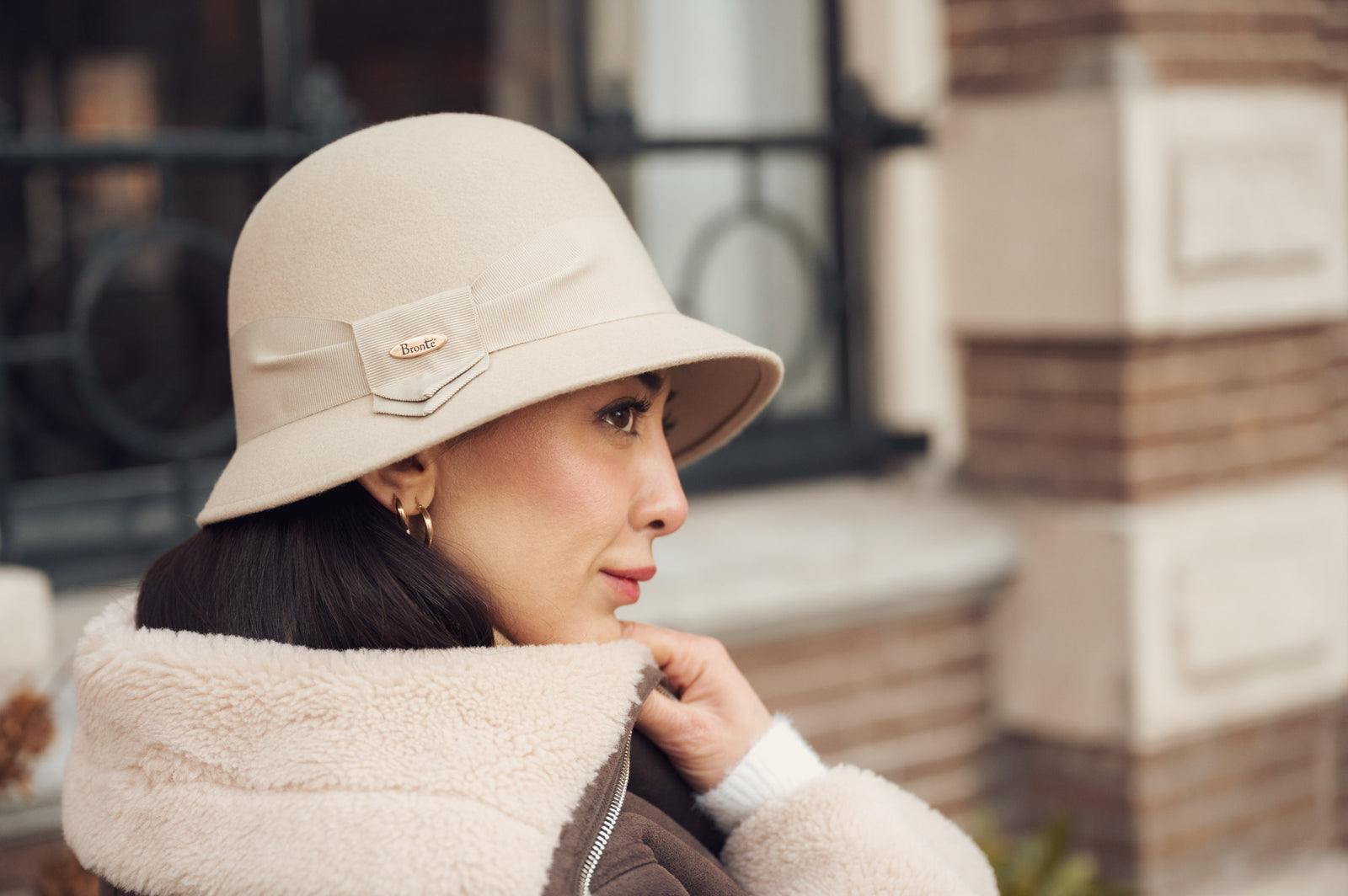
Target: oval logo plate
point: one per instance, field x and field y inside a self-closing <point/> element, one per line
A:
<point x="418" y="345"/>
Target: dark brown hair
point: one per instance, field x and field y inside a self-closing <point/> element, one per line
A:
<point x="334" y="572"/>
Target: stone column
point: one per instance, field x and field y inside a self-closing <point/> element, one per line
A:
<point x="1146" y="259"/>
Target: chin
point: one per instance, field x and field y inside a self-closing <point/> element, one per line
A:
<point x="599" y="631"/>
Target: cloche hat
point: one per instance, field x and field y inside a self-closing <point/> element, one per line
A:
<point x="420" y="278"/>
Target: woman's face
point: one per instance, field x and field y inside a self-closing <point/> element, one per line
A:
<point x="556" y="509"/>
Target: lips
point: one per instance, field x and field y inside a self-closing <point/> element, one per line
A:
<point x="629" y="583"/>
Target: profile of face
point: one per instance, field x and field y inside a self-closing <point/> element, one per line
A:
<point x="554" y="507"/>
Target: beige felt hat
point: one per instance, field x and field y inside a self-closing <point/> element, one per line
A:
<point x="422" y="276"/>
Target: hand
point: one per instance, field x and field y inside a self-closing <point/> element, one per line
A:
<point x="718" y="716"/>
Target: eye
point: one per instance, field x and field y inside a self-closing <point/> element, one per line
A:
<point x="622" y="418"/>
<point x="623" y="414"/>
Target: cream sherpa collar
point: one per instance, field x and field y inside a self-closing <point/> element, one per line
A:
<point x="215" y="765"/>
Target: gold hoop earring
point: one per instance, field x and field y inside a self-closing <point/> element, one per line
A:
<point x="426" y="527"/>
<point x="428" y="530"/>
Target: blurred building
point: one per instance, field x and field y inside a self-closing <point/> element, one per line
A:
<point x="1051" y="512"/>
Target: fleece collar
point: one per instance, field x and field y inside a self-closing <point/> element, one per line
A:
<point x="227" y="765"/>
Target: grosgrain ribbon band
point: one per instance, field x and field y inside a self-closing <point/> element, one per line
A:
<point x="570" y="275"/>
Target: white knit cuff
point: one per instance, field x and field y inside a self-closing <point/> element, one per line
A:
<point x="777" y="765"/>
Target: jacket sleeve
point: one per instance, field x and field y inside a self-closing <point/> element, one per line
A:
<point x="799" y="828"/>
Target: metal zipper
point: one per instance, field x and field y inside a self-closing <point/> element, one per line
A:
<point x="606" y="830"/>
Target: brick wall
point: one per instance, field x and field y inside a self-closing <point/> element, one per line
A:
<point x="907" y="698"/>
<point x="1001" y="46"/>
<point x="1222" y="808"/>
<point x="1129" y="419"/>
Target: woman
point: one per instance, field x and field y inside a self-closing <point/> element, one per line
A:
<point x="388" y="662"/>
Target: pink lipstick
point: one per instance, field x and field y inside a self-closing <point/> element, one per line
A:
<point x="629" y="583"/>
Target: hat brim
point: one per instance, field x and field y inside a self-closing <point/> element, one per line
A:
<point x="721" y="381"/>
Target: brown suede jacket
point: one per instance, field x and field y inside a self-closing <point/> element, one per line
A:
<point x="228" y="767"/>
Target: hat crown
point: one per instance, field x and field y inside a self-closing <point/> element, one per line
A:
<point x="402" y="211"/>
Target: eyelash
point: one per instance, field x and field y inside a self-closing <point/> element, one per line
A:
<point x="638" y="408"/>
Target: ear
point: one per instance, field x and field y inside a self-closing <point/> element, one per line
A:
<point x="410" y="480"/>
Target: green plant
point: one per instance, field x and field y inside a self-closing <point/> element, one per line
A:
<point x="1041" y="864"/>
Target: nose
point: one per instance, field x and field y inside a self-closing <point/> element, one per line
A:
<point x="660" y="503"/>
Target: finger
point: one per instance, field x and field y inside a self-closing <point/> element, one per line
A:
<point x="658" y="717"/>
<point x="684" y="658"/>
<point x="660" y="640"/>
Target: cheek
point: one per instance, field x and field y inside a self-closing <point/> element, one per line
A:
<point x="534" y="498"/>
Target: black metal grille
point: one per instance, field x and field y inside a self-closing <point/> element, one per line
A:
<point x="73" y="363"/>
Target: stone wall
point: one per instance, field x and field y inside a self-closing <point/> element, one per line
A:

****************************************

Render the data above as a numbered list, starting at the line containing "Target: stone wall" and running through the end of the data, both ends included. Leave out blank lines.

1. Target: stone wall
2. point: one per instance, field x and field y inside a self-closing <point/> element, one per line
3. A:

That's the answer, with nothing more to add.